• GIVEN TASK: Update the records below so that every instance of "Output" becomes "Result", keeping all other text unchanged. Leave the pictures out of your answer.
---*---
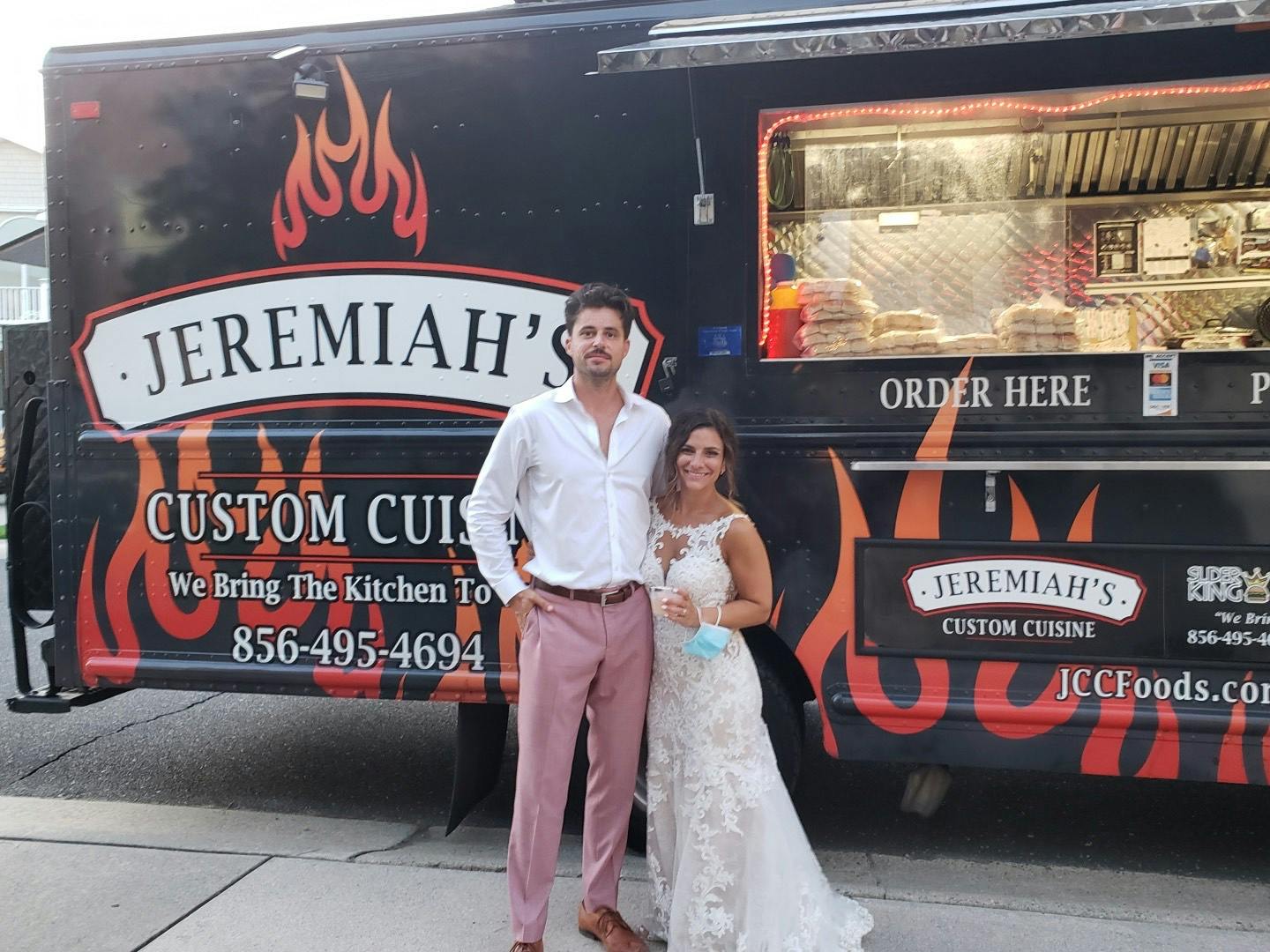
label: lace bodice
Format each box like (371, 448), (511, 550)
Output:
(643, 502), (750, 612)
(641, 504), (872, 952)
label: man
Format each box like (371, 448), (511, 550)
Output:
(467, 283), (669, 952)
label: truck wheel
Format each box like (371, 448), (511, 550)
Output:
(626, 655), (804, 854)
(900, 764), (952, 820)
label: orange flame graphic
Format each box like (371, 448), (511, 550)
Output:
(1217, 672), (1252, 783)
(76, 423), (385, 697)
(273, 60), (428, 262)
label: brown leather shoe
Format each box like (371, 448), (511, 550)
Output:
(578, 905), (647, 952)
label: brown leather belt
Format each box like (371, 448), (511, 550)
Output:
(529, 579), (639, 608)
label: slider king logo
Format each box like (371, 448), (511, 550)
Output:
(1186, 565), (1270, 606)
(71, 61), (661, 439)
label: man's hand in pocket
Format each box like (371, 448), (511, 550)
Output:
(507, 589), (552, 635)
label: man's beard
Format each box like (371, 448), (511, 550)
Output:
(572, 355), (618, 383)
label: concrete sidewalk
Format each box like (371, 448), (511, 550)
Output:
(0, 797), (1270, 952)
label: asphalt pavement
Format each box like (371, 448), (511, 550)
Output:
---*---
• SOLVED EXERCISE:
label: lace bodice
Format each box like (371, 448), (511, 550)
Result:
(643, 502), (750, 612)
(641, 504), (872, 952)
label: man
Format each box like (371, 448), (511, 550)
Result:
(467, 283), (669, 952)
label: truck wheel
Format each box like (371, 448), (511, 550)
Result:
(626, 655), (804, 854)
(900, 764), (952, 820)
label: orange flame graphic
Format each box like (371, 448), (511, 550)
Result:
(1217, 672), (1252, 783)
(76, 423), (385, 697)
(273, 60), (428, 262)
label: brown leather shoe
Format each box like (371, 448), (511, 550)
Result:
(578, 905), (647, 952)
label: brown leather belt
Format each box like (371, 448), (511, 550)
Result:
(529, 579), (639, 608)
label: slider king logo
Format each box like (371, 448), (511, 550)
Result:
(1186, 565), (1270, 606)
(71, 61), (661, 439)
label: man's hand in pocket
Format each box like (371, 448), (511, 550)
Result:
(507, 589), (552, 635)
label: man's beard
Format each box like (371, 448), (511, 550)
Result:
(572, 355), (618, 383)
label: concrete sidewalk
Format each box like (371, 448), (511, 550)
Result:
(0, 797), (1270, 952)
label: asphalt pavement
Format each box like (371, 448), (511, 550)
Result:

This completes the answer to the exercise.